## [Your task]
Write the next part of the brief on race-related expression, picking up right after its final sentence.

## [Excerpted text]

With this in mind, I try to do three things in this three-part brief. First, I distinguish three forms of race-related expression: hate-speech, racism and hatred. Second, I outline how the Constitution deals with efforts to regulate each form of expression. Third, I consider four hypothetical examples of race-related expression, for the sake of illustrating the conceptual framework outlined in Part I of this brief, and suggesting how each might be regulated in a manner that is consistent with the points made in Part II of this brief.

Part I: Distinguishing three forms of race-related expression

In this first part of the brief, I try to identify some important similarities and differences between three forms of race-related expression, namely, hate-speech, racism and hatred.

Hate speech: Section 16(2)(c) of the Constitution says that the right to freedom of expression does not extend to ‘advocacy of hatred that is based on race . . . and that constitutes incitement to cause harm’. This section is commonly referred to as the ‘hate-speech’ clause. Some of the problems with many discussions about race-related expression stem from the fact that this term—hate-speech—is misleading. On its face, it is both over-inclusive and under-inclusive.

Hate-speech is not about hatred as such; at least in the sense of having an intense dislike or loathing of someone or something. It does not require feelings of a particular type. It is often accompanied by a feeling of hate, but not always. As I explain in Part III, it may be accompanied fondness, love or pity. Rather, it is concerned with how people think that others, by virtue of an inalienable characteristic that they possess, like race or ethnicity, should be treated. It is about speech that is grounded in the idea that some people, because of these characteristics, do not deserve the treatment that every person is otherwise entitled simply by virtue of being human—that is, to simplify a great deal, a denial of the idea that they are entitled to the rights and subject to the duties contained in the Constitution.

The word ‘speech’ suggests that ideas about how others should be treated must be spoken or otherwise expressed in words. This is a mistake. Hate-speech may take the form of pictures, posters, deeds or practices, none of which need entail the use of words. Rather, what is required is the tangible manifestation of the idea of essential inequality in a way that enables others to understand it. There must be communication between people of the idea. Private thoughts cannot constitute hate-speech. It has to be made public. In the language of section 16(2)(c), there must be ‘advocacy’ of the idea.

## [Dataset rows]
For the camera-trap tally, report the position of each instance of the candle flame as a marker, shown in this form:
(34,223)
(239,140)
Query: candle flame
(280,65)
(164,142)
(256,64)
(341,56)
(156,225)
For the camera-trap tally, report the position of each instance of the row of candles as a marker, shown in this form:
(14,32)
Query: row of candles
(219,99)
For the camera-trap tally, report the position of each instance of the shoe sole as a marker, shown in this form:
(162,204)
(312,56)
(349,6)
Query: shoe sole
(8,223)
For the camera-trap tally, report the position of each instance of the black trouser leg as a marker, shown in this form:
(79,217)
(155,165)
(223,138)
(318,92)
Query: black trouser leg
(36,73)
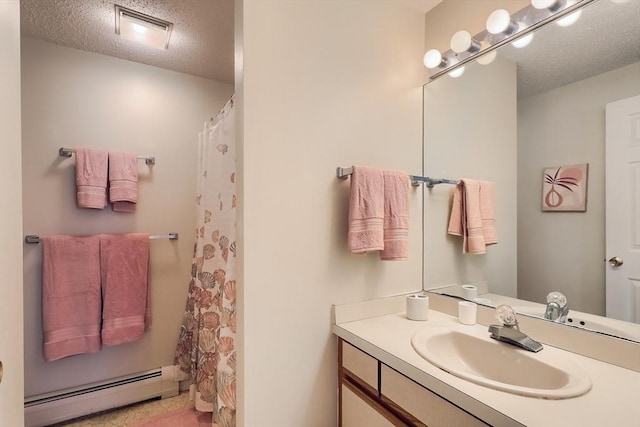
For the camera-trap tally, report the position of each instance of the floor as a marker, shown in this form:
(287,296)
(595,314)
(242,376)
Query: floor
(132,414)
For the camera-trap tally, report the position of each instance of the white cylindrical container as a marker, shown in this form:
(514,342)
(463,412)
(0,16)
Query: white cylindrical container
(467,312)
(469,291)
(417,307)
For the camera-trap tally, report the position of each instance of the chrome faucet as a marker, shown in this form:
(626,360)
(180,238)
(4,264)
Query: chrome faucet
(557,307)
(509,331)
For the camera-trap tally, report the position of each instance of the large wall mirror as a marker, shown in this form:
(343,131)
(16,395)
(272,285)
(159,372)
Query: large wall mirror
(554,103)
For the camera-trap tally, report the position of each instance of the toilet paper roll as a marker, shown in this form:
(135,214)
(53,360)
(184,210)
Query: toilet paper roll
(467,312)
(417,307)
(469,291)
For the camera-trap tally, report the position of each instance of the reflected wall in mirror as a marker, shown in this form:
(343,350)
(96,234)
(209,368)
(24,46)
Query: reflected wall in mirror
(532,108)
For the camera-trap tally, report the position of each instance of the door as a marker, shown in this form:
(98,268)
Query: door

## [Exercise answer]
These two points reveal a third way in which the term ‘hate-speech’ misleads. Expression or advocacy of the idea of essential inequality is not sufficient for a word or deed to qualify as hate-speech. It must also, expressly or impliedly, entail a call for other people to treat a person or group of persons in a way that is consistent with their allegedly unequal status. In the words of section 16(2)(c), advocacy of the idea must be such that it ‘constitutes incitement to cause harm’.

To summarise: Hate-speech is characterised by the public expression of the idea that some person or group is not worthy of the treatment to which everyone is entitled by virtue of their status as human beings, and is a call for the actions of others to reflect or be consistent with the allegedly unequal status of this person or group.

This definition illustrates that hate-speech does not necessarily entail a call for violence. This is why section 16(2)(c) refers to ‘harm’, rather than ‘violence’, which is used in section 16(2)(b). The harm of this form of race-related expression is in the dissemination of ideas that, if internalised by members of a community, would result in the treatment of others in a way that is inconsistent with their nature as equal, rational, dignity-bearing beings.

Racism: Hate-speech obviously can be based on race—section 16(2)(c) says as much. But, is racism always hate-speech? The answer to this question depends on how we understand or define racism.

A common definition of racism (which I think is essentially correct) characterises it as any action that is inspired or motivated by principles, values or reasons that are grounded on the idea that a particular race is inferior to another, in circumstances where the actor is subjectively aware of the fact that his principles, values or reasons are grounded on this idea. There are three important points to note about this definition. First, only actions (words or deeds) can be racist. Second, actions must be inspired or motivated by the idea of racial superiority. Third, the actor must be subjectively aware of the fact that his actions are inspired or motivated by this idea.

When racism is understood in this way, it becomes clear that whilst many forms of racism will qualify as hate-speech, not all racist acts will qualify. This is because racism and race-based hate-speech do no share precisely the same formal features. Let me explain. 

There are at least two ways in which a racist action might not also constitute hate-speech. Both relate to the requirement of incitement, albeit in different ways. First, although racism is always public—in the sense that it relates to, or affects others—it is not always accompanied by an express or implied call for others to treat the members of a racial group in a way that is inconsistent with their humanity. Some of the most insidious forms of racism are only ever witnessed by the immediate parties; [1] sometimes only by the racist herself. It is in part the private nature of these forms of racism that makes them so dangerous, but it is equally their private nature that means that they do not qualify as hate-speech.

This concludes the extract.